Your task: Return only the number of lines in the records below where the string "dark" shows up.

Source material:
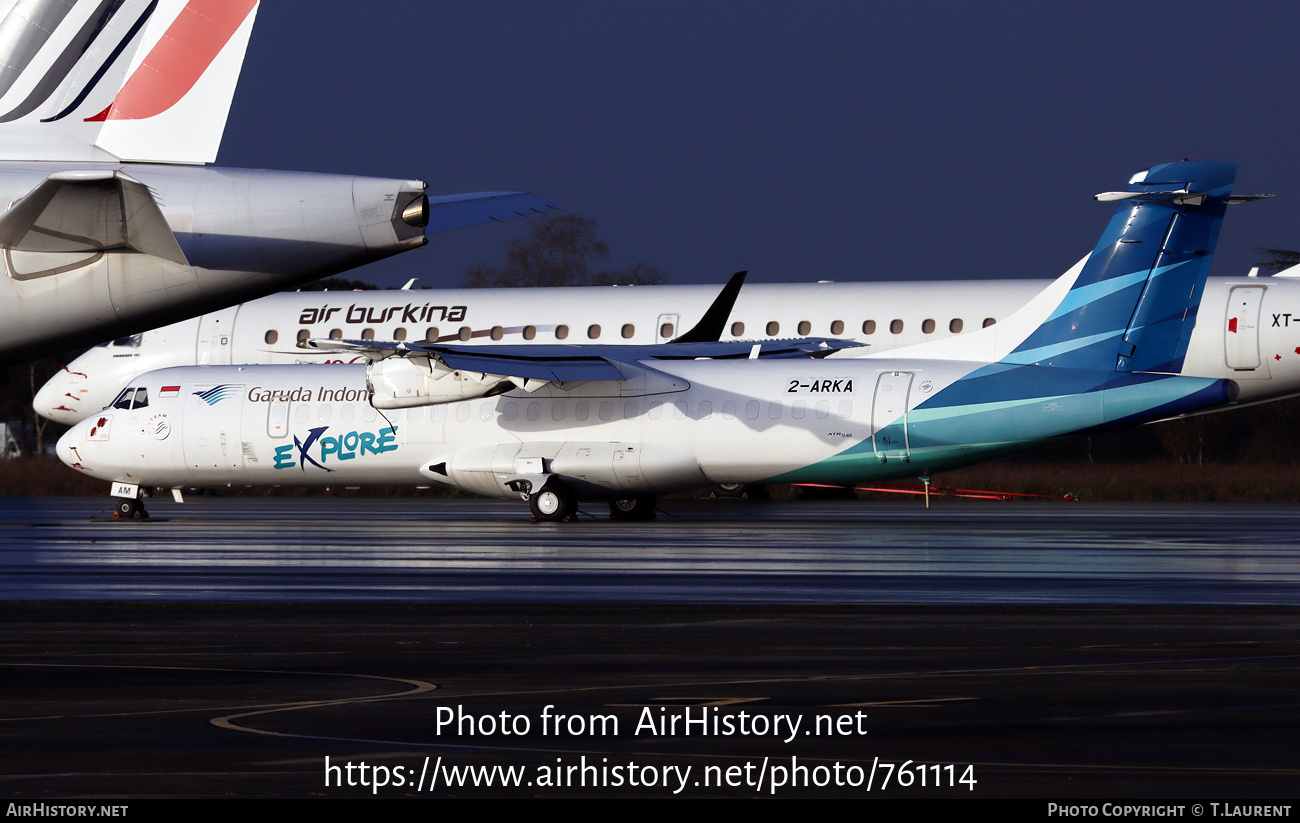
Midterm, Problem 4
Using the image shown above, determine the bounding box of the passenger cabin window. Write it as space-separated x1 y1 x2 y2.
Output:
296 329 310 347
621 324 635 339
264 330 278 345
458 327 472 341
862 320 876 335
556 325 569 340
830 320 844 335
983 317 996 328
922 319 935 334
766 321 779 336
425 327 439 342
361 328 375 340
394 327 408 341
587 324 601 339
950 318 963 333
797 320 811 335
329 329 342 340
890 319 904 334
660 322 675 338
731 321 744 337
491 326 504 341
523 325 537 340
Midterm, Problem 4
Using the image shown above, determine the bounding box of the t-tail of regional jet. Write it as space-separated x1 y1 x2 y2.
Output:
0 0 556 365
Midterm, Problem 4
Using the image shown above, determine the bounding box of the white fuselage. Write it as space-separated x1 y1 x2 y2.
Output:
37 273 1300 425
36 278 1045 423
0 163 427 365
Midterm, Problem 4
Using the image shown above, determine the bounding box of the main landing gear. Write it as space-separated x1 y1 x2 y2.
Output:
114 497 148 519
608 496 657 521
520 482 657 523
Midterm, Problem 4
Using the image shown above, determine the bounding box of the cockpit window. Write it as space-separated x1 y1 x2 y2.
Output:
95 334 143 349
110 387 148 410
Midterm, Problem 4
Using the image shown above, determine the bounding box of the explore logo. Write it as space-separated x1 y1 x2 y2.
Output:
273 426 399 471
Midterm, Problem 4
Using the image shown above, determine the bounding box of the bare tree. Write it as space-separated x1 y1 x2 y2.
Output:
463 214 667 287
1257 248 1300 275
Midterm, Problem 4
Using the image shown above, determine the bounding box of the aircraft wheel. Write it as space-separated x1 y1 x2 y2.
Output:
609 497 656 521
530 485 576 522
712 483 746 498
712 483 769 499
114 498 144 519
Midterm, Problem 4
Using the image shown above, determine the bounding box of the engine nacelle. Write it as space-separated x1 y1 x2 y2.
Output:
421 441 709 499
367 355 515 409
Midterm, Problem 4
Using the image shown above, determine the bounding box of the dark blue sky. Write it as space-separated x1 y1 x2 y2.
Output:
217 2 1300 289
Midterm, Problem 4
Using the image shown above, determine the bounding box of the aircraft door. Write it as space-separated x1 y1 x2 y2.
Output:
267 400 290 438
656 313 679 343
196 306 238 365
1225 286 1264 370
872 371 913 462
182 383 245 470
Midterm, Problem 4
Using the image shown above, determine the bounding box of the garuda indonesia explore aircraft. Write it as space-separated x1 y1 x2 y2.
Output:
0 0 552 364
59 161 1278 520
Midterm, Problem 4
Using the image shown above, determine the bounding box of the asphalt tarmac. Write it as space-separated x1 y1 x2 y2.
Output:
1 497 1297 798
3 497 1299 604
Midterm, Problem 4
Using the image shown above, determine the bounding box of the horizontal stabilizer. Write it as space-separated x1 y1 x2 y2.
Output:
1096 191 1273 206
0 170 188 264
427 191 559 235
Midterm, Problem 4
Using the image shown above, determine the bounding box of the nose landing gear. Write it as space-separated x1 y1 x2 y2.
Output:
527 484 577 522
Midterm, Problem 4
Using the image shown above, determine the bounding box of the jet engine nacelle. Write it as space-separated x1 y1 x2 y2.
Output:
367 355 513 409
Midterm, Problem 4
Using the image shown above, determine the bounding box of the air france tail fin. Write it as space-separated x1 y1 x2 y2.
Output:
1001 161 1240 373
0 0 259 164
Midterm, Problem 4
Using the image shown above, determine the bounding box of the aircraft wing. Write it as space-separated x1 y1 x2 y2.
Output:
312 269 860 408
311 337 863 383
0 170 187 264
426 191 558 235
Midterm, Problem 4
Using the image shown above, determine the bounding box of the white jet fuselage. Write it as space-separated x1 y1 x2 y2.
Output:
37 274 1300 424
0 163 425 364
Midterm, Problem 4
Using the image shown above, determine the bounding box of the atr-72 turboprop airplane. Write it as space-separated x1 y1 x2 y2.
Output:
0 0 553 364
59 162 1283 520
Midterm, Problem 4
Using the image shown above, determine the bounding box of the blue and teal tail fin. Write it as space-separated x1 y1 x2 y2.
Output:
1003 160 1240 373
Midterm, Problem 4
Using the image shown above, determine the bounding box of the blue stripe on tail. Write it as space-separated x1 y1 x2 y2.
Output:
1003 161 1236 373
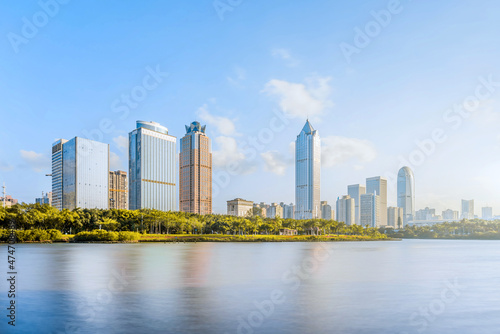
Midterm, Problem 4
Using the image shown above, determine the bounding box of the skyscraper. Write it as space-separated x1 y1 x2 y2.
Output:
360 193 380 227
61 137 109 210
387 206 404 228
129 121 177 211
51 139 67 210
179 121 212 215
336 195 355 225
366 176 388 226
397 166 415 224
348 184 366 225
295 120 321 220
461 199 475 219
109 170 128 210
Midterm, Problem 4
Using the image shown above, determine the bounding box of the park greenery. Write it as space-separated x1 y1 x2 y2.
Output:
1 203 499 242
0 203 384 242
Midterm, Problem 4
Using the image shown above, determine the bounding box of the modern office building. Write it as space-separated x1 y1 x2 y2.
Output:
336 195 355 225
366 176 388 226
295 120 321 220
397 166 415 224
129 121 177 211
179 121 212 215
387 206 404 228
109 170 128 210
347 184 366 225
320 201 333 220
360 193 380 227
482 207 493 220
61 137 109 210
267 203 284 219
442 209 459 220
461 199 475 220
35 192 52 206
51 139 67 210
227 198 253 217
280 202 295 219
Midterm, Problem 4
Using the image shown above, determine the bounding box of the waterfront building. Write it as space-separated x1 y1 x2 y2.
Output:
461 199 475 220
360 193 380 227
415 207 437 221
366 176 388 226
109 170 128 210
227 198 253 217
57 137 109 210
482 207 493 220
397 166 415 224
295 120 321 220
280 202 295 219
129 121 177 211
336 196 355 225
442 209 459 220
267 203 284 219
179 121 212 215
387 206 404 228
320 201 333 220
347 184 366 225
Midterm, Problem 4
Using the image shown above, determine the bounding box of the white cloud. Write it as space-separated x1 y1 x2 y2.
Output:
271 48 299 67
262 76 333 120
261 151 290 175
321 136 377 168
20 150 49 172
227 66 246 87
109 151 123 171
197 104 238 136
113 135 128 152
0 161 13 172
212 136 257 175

==

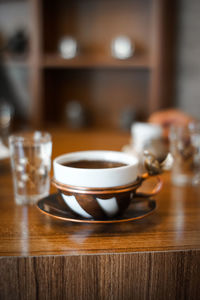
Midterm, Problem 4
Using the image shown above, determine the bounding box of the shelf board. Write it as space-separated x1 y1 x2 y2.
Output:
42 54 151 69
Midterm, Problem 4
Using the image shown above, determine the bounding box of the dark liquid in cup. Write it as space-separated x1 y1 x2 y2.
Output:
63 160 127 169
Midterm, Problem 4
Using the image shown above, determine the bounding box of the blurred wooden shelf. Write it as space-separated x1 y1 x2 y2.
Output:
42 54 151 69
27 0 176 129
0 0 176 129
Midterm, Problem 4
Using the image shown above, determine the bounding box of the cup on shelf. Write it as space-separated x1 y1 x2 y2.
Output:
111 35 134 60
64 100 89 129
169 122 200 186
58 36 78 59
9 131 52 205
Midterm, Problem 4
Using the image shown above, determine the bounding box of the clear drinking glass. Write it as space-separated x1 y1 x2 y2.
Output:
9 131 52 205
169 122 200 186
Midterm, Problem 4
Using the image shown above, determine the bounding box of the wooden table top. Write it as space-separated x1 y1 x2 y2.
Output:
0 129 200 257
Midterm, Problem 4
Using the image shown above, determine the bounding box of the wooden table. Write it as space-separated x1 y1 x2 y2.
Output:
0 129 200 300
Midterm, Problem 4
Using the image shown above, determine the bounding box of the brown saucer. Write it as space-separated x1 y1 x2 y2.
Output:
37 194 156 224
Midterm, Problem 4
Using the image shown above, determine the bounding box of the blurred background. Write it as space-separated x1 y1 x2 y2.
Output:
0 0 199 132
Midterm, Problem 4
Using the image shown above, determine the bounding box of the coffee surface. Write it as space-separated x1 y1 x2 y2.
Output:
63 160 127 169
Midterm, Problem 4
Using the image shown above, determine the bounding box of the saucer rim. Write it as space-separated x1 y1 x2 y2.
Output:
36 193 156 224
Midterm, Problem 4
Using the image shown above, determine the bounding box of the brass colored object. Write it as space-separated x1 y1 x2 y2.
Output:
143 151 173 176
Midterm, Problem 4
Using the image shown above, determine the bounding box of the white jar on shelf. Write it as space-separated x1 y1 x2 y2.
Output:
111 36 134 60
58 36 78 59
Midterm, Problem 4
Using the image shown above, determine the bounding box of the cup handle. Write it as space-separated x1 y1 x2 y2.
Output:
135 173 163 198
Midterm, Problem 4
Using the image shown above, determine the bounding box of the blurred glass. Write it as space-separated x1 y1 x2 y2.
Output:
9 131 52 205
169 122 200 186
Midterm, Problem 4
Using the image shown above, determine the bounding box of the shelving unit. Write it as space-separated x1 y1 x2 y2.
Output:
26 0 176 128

Solution for this exercise: 2